Yazılı görevler:
1. Türkiye ve HARPOON füzesi hakkındaki metni iki cümleyle özetleyin.
2. Türk Donanması'nın HARPOON füzesiyle ilgili metni, son cümlesinin ardından yazmayı sürdürerek genişletin.

Okunacak metin:
━━━━━━━━━━

Türkiye bu füzeyi, 1977 yılında ABD Donanması için ilk seri üretime geçtikten sonra sipariş veren ilk ülke olmuştur. Yeterince tanınmayan sisteme ilişkin olarak Türkiye’nin istekli tutumu, ilk üretici firma Mc Donnell-Douglas’ın, rekabetçi piyasada hızlı büyümesine neden olmuştur. Türkiye ayrıcalıklı ve öncelikli müşteri haline gelmiş, yeni bir model ve modifikasyon yapıldığında ABD Donanması ile aynı anda Türk Donanması’na da yönelik olarak çalışmalar yürütmüştür. Dahası, Preveze sınıfı denizaltıların geliştirilmesi sırasında Mc Donnell-Douglas ile koordineli çalışılmış ve söz konusu füzenin su altından atılabilen bir modelini ilk kullanan ülkelerden biri olmuştur.
Tüm suüstü gemilerimiz HARPOON gemi-savar füzesi kullanır. Preveze ve Gür sınıfı denizaltılar sub-harpoon kullanır.

━━━━━━━━━━

Mevcut veriler:
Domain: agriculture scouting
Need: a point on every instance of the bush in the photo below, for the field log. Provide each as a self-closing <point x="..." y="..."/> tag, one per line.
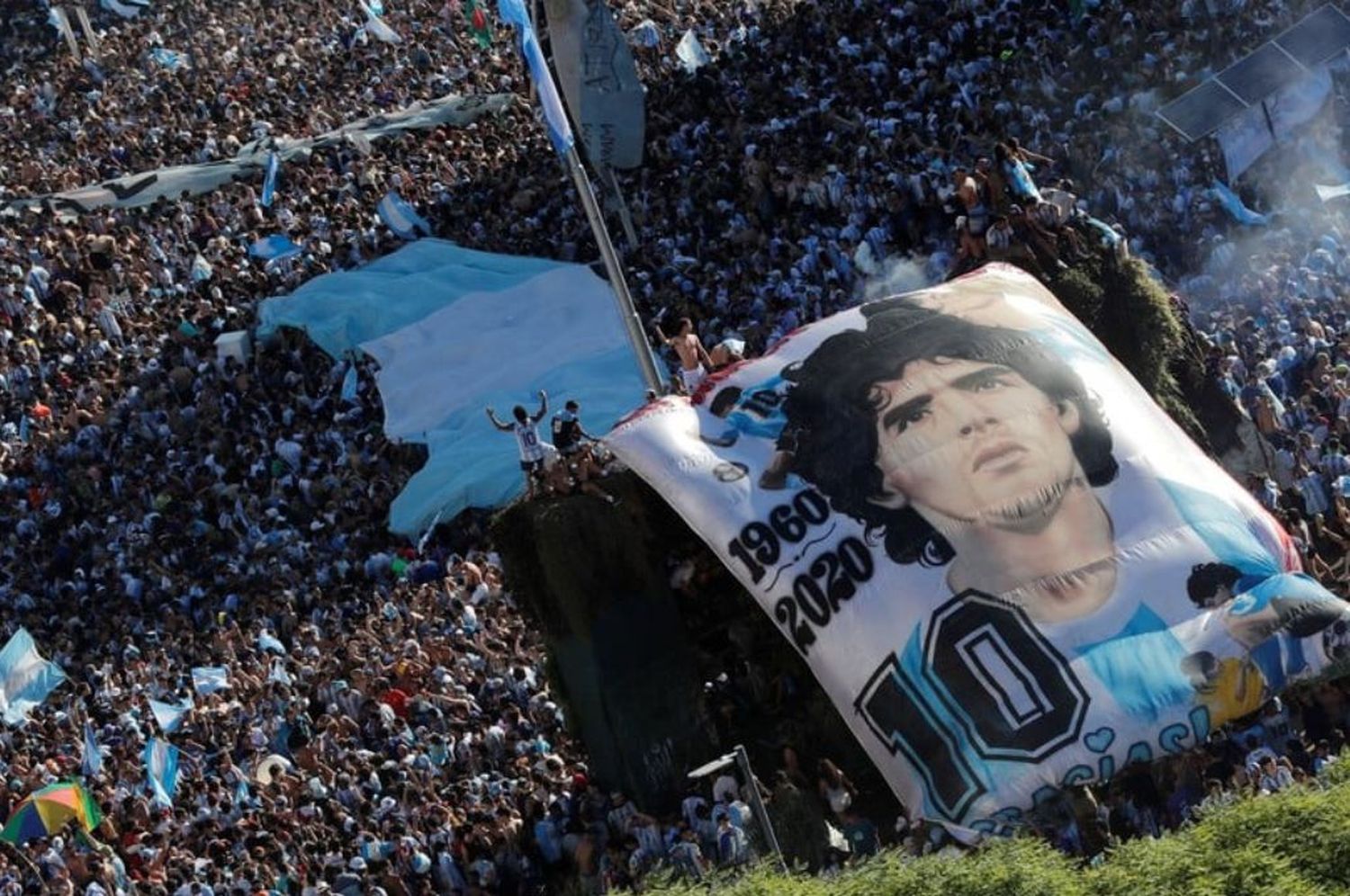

━━━━━━━━━━

Görev çıktıları:
1. Türkiye, 1977'de ABD Donanması için seri üretime geçilen bu füzeyi sipariş eden ilk ülke oldu; bu istekli tutum üretici Mc Donnell-Douglas'ın hızla büyümesine yol açtı ve Türkiye ayrıcalıklı, öncelikli bir müşteri haline geldi. Preveze sınıfı denizaltıların geliştirilmesinde firmayla koordineli çalışan Türkiye'de tüm suüstü gemileri HARPOON, Preveze ve Gür sınıfı denizaltılar ise sub-harpoon kullanır.

2.
Türk Deniz Kuvvetleri Komutanlığı’nın ihtiyaçları kapsamında Roketsan Ana yükleniciliğinde, Aselsan ve ArMerKom işbirliğiyle geliştirilen ATMACA Gemi-savar Füze Sistemi envanterde yer alan HARPOON Füze sisteminin yerini alacak.
HARPOON Block II sistemi özelliklerine sahip olması, hatta geliştirilecek teknolojik sistemler neticesinde daha üstün özelliklerde olması beklenen ATMACA’nın menzilinin ise 120 mil (190+ km) olması planlanıyor. Atmaca, Türkiye’nin ilk deniz füzesi olma özelliğini de taşıyacak. Son testlerde ATMACA, 200+ km mesafedeki hedefi tam isabetle vurarak tüm fonksiyonlarını mükemmel şekilde yerine getirmişti.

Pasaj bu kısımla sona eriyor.